■ WORK INSTRUCTION ■
The answer should contain each record below, repeated exactly.

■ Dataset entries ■
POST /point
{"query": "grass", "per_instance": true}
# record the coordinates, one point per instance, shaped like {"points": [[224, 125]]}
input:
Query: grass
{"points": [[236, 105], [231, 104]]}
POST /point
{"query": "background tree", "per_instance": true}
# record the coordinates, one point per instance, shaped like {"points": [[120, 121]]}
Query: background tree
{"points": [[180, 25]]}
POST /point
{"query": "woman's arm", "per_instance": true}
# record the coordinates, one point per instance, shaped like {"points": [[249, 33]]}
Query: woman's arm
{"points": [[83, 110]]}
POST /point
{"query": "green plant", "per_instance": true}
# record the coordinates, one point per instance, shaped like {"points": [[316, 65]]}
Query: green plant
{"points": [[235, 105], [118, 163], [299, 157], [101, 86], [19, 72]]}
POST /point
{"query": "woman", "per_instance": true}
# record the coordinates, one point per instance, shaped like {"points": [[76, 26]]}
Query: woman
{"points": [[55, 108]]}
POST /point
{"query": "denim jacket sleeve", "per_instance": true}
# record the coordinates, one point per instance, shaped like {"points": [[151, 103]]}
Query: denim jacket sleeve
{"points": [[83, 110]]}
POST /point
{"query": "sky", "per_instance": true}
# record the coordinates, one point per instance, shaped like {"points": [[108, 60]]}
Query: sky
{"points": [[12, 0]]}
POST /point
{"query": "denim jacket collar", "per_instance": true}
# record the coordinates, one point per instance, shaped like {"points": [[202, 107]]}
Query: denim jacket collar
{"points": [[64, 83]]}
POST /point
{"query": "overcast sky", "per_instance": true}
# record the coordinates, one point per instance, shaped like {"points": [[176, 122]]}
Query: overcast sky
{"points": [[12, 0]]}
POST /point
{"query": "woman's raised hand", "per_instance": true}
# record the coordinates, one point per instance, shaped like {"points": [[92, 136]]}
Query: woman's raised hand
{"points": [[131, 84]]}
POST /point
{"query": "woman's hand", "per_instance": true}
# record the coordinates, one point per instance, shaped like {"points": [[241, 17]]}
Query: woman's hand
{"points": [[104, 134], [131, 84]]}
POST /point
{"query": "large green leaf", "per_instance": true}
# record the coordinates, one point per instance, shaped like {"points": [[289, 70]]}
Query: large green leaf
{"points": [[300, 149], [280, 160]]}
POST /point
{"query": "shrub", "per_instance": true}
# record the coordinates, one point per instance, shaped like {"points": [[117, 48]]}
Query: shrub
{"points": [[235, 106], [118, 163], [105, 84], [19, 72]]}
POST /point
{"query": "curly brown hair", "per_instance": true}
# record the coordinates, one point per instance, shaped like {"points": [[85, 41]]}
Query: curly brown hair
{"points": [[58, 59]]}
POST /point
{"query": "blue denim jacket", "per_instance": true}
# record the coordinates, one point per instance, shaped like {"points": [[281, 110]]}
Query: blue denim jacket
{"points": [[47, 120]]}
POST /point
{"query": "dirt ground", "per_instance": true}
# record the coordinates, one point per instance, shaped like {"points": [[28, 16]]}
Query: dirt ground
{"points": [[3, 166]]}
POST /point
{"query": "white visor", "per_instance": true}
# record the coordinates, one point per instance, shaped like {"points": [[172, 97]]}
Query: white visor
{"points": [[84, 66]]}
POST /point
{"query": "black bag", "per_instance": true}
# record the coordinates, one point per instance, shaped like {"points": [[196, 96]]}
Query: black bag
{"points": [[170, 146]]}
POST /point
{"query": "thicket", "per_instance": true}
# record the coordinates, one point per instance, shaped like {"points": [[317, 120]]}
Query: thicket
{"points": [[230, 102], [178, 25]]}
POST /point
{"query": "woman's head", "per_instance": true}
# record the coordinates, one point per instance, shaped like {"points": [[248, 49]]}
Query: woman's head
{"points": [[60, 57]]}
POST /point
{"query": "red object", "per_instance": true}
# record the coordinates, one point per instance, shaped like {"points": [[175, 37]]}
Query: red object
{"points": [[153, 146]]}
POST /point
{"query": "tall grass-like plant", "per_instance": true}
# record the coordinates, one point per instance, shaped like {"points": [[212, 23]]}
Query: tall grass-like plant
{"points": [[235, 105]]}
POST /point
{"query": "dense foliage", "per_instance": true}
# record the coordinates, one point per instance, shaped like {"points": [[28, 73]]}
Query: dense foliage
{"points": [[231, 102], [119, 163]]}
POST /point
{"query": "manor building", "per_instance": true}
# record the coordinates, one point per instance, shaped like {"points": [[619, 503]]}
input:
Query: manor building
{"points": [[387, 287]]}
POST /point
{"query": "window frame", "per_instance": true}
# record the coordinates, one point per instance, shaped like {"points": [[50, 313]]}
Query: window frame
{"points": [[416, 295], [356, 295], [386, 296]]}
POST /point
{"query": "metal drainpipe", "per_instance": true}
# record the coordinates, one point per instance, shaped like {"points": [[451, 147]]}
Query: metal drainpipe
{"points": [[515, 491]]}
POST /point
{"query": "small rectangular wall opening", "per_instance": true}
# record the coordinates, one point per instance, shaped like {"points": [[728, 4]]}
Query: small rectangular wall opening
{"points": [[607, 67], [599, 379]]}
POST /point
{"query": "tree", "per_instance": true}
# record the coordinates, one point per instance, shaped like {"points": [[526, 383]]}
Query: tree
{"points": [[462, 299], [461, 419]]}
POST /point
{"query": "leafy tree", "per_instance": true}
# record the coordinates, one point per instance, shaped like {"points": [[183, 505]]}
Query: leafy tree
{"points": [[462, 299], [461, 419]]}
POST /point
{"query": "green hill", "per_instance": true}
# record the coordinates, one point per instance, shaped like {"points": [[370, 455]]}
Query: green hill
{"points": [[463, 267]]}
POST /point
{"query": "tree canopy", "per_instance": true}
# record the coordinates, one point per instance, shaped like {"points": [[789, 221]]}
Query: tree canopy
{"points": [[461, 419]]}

■ EXERCISE SOLUTION ■
POST /point
{"query": "grass", "per_instance": true}
# record the coordinates, one point per instance, shaped like {"points": [[224, 125]]}
input:
Query: grass
{"points": [[236, 105], [231, 104]]}
POST /point
{"query": "background tree", "per_instance": true}
# record the coordinates, one point per instance, shaped like {"points": [[120, 121]]}
Query: background tree
{"points": [[180, 25]]}
POST /point
{"query": "woman's arm", "per_instance": true}
# record the coordinates, one point per instance, shaped like {"points": [[249, 33]]}
Query: woman's arm
{"points": [[83, 110]]}
POST /point
{"query": "green plant", "per_instance": true}
# record the coordinates, one point per instance, shaped like {"points": [[316, 65]]}
Query: green plant
{"points": [[235, 105], [118, 163], [299, 157], [101, 86], [19, 72]]}
POST /point
{"query": "woman", "per_instance": true}
# record the coordinates, one point per instance, shaped like {"points": [[76, 26]]}
Query: woman
{"points": [[55, 108]]}
POST /point
{"query": "denim jacket sleeve", "per_instance": true}
# record the coordinates, one point per instance, shaped like {"points": [[151, 103]]}
Query: denim jacket sleeve
{"points": [[83, 110]]}
POST /point
{"query": "sky", "per_instance": true}
# record the coordinates, one point per instance, shaped like {"points": [[108, 60]]}
Query: sky
{"points": [[12, 0]]}
POST /point
{"query": "denim jacket collar", "per_instance": true}
# record the coordinates, one point per instance, shaped like {"points": [[202, 107]]}
Query: denim jacket collar
{"points": [[64, 83]]}
POST /point
{"query": "overcast sky", "per_instance": true}
# record the coordinates, one point per instance, shaped like {"points": [[176, 122]]}
Query: overcast sky
{"points": [[12, 0]]}
POST /point
{"query": "woman's raised hand", "per_instance": true}
# record the coordinates, one point per instance, shaped like {"points": [[92, 136]]}
Query: woman's raised hand
{"points": [[131, 84]]}
POST /point
{"query": "woman's hand", "per_instance": true}
# record the coordinates, one point per instance, shaped like {"points": [[241, 17]]}
Query: woman's hand
{"points": [[104, 134], [131, 84]]}
POST /point
{"query": "large green leaf", "per_instance": true}
# record the coordinates, one point per instance, shaped like {"points": [[289, 70]]}
Query: large green leaf
{"points": [[300, 149], [280, 160]]}
POST /point
{"query": "shrub", "per_instance": true}
# record the coordinates, one point per instance, shaped like {"points": [[117, 48]]}
Query: shrub
{"points": [[235, 106], [118, 163], [105, 84], [19, 72]]}
POST /point
{"query": "curly brown hair", "per_instance": true}
# record the coordinates, one point per instance, shaped like {"points": [[85, 41]]}
Query: curly brown hair
{"points": [[58, 59]]}
POST /point
{"query": "blue denim jacket", "per_instance": true}
# record the coordinates, one point per instance, shaped like {"points": [[281, 110]]}
Query: blue denim jacket
{"points": [[47, 120]]}
POST /point
{"query": "dirt ground", "per_instance": true}
# record the coordinates, one point per instance, shaped like {"points": [[28, 16]]}
Query: dirt ground
{"points": [[3, 166]]}
POST /point
{"query": "white visor", "per_instance": true}
# record the coordinates, one point per instance, shaped like {"points": [[172, 97]]}
Query: white visor
{"points": [[84, 66]]}
POST /point
{"query": "black bag", "per_instance": true}
# record the coordinates, one point per instance, shaped like {"points": [[196, 96]]}
Query: black bag
{"points": [[170, 146]]}
POST /point
{"query": "thicket", "per_instance": true}
# record the coordinates, one point per instance, shaped like {"points": [[317, 120]]}
Query: thicket
{"points": [[230, 102], [178, 25]]}
POST /point
{"query": "woman's head", "per_instance": true}
# record the coordinates, one point per instance, shaped like {"points": [[248, 49]]}
Query: woman's head
{"points": [[60, 57]]}
POST /point
{"query": "red object", "per_instance": true}
# record the coordinates, one point per instance, shaped like {"points": [[175, 37]]}
Query: red object
{"points": [[153, 146]]}
POST /point
{"query": "tall grass-like plant", "per_instance": true}
# record the coordinates, one point per instance, shaped like {"points": [[212, 23]]}
Query: tall grass-like plant
{"points": [[235, 105]]}
POST /point
{"query": "dense foliage", "per_instance": true}
# record the coordinates, one point per instance, shaped like {"points": [[28, 73]]}
Query: dense foliage
{"points": [[231, 102], [119, 163]]}
POST /point
{"query": "manor building", "per_instance": true}
# record the coordinates, one point per instance, shaped like {"points": [[619, 503]]}
input:
Query: manor building
{"points": [[387, 287]]}
POST /point
{"query": "window frame", "per_instance": true}
# record the coordinates, one point per instance, shaped like {"points": [[50, 313]]}
Query: window frame
{"points": [[416, 295], [356, 295], [386, 296]]}
POST /point
{"query": "metal drainpipe", "per_instance": true}
# record the coordinates, one point per instance, shaped like {"points": [[451, 147]]}
Query: metal drainpipe
{"points": [[515, 491]]}
POST /point
{"query": "small rectangular wall opening", "per_instance": true}
# record the coordinates, one point per instance, shaped like {"points": [[728, 4]]}
Query: small rectangular wall opening
{"points": [[607, 67], [599, 379]]}
POST /point
{"query": "tree", "per_instance": true}
# record the coordinates, one point per instance, shaped like {"points": [[526, 383]]}
Query: tree
{"points": [[462, 299], [461, 419]]}
POST /point
{"query": "leafy tree", "per_instance": true}
# record the coordinates, one point per instance, shaped like {"points": [[183, 505]]}
Query: leafy tree
{"points": [[462, 299], [461, 419]]}
POST /point
{"query": "green hill", "per_instance": true}
# record the coordinates, one point per instance, shaped like {"points": [[370, 455]]}
Query: green hill
{"points": [[463, 267]]}
POST /point
{"query": "tree canopy", "per_instance": true}
# record the coordinates, one point per instance, shaped like {"points": [[789, 221]]}
Query: tree canopy
{"points": [[461, 419]]}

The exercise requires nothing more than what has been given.